● Problem to work on
How many lines in the data below contain the string "head"? Reply with the number alone.
---
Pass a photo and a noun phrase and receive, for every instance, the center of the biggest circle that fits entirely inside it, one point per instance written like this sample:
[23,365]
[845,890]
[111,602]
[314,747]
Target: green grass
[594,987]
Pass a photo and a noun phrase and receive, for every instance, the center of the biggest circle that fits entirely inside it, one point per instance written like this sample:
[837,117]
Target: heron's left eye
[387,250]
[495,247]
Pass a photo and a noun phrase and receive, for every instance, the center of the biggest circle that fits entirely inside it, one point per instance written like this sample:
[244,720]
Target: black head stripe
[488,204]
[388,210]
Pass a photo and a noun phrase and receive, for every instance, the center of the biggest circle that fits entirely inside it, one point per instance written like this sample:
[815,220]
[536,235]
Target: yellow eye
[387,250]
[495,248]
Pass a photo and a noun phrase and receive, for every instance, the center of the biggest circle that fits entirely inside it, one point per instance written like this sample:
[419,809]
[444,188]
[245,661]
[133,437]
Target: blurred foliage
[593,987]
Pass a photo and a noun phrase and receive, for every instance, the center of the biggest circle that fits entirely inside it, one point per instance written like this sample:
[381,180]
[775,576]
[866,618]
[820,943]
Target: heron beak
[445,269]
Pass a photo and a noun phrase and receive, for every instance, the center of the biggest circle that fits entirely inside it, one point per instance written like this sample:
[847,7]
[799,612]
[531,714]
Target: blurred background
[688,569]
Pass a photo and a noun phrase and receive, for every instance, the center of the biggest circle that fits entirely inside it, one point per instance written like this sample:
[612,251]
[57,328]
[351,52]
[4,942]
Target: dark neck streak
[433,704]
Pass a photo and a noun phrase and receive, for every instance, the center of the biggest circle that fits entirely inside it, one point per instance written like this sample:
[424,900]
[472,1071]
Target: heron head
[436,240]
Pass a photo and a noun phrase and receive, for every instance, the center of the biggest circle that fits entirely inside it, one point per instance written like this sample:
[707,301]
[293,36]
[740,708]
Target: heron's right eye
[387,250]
---
● Complete output
2